Требования: Перепишите отрывок об издании Гумилева, начиная со слов «Во вступительной статье» и заканчивая словами «основной смысл стихотворения.» включительно, и замените в нем «французскими поэтами» на «французскими стихотворцами».

Выбранный отрывок:
* * * * * * *
Вот Гумилев вполне правильно пишет Франсуа Виллон[470], а Струве в скобках поправляет: Вийон. Видимо, Струве не умеет говорить по-французски. Это, конечно, не грех. Но зачем же поправлять тех, кто умеет? Ни один культурный француз не произносит Вийон; если так пишут в СССР, то по безграмотности; а, впрочем, и там, например, Надежда Мандельштам – человек культурный – всегда пишет Виллон. Тем более смешно, когда Струве упрекает Гумилева в орфографических ошибках… в черновике деловой бумаги по-французски! Верим, что Струве в частных письмах соблюдает безукоризненную грамотность, но вот в его издании Гумилева этого не заметно.
Попалось Струве упоминание Гумилева о «птице Гаруда» и совсем его сбило с толку. А дело просто: Гаруда, это – птица Рок, а иногда слово употребляется и в смысле «кондор» или «орел». Если Струве хочет видеть Гаруду, пусть посмотрит где-нибудь герб республики Индонезии, на нем она-то и изображена. Само слово – санскритского происхождения, и Струве его найдет в любом словаре санскрита.
Во вступительной статье к третьему тому В. Сечкарев дает совершенно неверное объяснение термина пантун. В этом случае Гумилев как раз ошибся, сбитый с толку французскими поэтами, мастерами в области всяческой клюквы. У малайцев пантун (а не пантум: такого слова вообще не существует), это – четверостишие с рифмами наперекрест. Как жанр, он отличается от других не размером, а формой: две первые строки обычно содержат какое-нибудь общее замечание о природе, о жизни, о быте, а две последние выражают какое– либо чувство, – любовь, грусть, веселье, – и в них сконцентрирован основной смысл стихотворения.
Все вступительные статьи в издании Струве весьма слабы. Особенно же неудачна статья Вейдле, которой открывается четвертый том: автор больше всего говорит о себе, много о Блоке, меньше об Ахматовой… и почти ничего о Гумилеве. Впрочем, оно и к лучшему. Так неумно и неверно то малое, что он все же говорит. Например, смерть Гумилева он комментирует так: «Заговорщиком был? Может быть, но в заговоре явно несерьезном. Гораздо правильней сказать, что в его лице революция пристрелила ненужную ей поэзию». Во-первых, по таганцевскому заговору был расстрелян 61 человек; а во-вторых, большевики очень даже умели и умеют ценить поэтов, соглашающихся им служить. Гумилев же, его смелостью, опытом путешествий, – да перейди он на их сторону, он бы им был на вес золота! По крайней мере, в то время…
Такие примечания, поправки, введения не разъясняют, а затемняют! А множество указаний на то, где и когда какой стих появился в первый раз и последующие – право, интересны только самым узким специалистам.
* * * * * * *
Записанные данные:
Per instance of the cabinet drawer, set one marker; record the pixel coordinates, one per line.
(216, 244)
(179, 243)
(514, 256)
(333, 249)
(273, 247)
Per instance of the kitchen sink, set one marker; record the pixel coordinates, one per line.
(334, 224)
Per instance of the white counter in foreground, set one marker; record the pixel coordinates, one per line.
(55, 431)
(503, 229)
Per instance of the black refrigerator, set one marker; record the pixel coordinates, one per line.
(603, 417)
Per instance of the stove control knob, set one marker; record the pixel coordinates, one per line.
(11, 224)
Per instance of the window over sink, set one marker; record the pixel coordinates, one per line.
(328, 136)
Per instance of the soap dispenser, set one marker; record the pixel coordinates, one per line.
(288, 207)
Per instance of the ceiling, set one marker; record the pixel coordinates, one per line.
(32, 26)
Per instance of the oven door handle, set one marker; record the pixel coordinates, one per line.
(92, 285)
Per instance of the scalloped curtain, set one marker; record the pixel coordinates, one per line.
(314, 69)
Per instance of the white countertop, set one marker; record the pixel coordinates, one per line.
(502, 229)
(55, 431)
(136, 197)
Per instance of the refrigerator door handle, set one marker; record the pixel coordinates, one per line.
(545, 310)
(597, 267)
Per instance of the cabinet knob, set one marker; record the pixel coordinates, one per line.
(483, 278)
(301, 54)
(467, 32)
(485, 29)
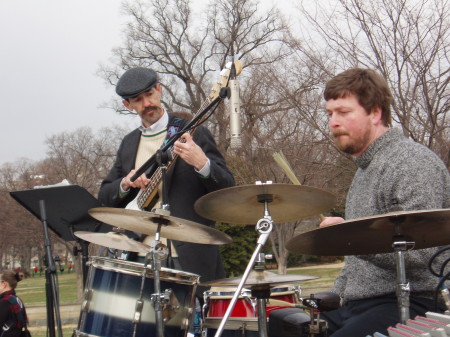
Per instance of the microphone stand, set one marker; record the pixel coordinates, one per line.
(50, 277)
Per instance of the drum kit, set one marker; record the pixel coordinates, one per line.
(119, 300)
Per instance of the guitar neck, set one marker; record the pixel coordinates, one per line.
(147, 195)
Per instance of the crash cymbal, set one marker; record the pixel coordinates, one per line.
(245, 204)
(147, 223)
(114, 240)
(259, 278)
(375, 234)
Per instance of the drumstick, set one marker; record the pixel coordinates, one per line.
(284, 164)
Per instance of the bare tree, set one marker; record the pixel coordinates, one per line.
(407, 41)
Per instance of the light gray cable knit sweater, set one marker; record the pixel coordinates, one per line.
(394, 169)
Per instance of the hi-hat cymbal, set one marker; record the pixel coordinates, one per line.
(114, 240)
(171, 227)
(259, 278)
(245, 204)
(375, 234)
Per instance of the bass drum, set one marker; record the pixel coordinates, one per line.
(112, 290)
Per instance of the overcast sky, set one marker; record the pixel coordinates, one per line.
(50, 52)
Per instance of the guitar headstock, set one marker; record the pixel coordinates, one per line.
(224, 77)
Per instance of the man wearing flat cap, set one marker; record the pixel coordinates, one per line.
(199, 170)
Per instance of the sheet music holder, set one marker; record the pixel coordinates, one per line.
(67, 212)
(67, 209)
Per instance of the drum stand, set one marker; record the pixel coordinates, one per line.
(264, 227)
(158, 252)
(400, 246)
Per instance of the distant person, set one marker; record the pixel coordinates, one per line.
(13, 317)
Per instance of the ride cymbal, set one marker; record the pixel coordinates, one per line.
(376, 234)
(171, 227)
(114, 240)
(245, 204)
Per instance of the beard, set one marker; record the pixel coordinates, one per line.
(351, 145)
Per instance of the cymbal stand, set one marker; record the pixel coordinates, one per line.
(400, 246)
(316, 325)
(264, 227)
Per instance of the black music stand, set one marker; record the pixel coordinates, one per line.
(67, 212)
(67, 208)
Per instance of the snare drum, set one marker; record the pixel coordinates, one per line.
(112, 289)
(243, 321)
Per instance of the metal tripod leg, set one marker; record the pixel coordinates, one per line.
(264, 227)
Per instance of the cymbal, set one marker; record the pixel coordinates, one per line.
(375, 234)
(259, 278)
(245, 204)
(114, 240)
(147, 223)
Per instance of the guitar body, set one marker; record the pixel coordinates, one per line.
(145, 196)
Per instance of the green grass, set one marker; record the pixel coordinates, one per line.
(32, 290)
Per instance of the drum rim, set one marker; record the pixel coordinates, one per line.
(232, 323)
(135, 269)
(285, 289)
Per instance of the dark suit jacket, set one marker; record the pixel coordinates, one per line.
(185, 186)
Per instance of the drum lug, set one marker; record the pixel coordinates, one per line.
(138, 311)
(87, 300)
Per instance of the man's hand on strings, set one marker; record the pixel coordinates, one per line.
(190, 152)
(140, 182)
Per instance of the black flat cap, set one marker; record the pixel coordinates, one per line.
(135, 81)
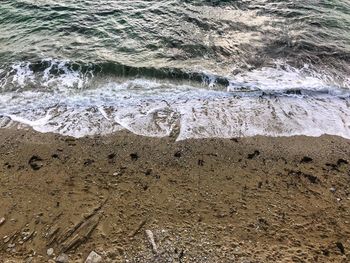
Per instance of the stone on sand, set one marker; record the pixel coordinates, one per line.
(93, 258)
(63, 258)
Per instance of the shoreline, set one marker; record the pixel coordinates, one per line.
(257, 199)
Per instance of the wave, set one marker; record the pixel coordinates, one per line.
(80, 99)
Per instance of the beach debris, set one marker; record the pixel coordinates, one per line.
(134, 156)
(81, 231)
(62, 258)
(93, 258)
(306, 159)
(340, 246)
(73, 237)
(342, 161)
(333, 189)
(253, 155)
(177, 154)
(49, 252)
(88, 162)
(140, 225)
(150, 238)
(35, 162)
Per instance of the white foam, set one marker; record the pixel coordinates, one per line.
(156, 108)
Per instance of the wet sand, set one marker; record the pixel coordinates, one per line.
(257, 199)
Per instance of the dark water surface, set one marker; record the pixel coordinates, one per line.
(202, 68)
* * * * * * *
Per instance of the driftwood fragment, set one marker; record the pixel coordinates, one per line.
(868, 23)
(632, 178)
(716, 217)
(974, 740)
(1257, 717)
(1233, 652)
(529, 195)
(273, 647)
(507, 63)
* * * * * * *
Ответ к заданию:
Во вступительной статье к третьему тому В. Сечкарев дает совершенно неверное объяснение термина пантун. В этом случае Гумилев как раз ошибся, сбитый с толку французскими стихотворцами, мастерами в области всяческой клюквы. У малайцев пантун (а не пантум: такого слова вообще не существует), это – четверостишие с рифмами наперекрест. Как жанр, он отличается от других не размером, а формой: две первые строки обычно содержат какое-нибудь общее замечание о природе, о жизни, о быте, а две последние выражают какое– либо чувство, – любовь, грусть, веселье, – и в них сконцентрирован основной смысл стихотворения.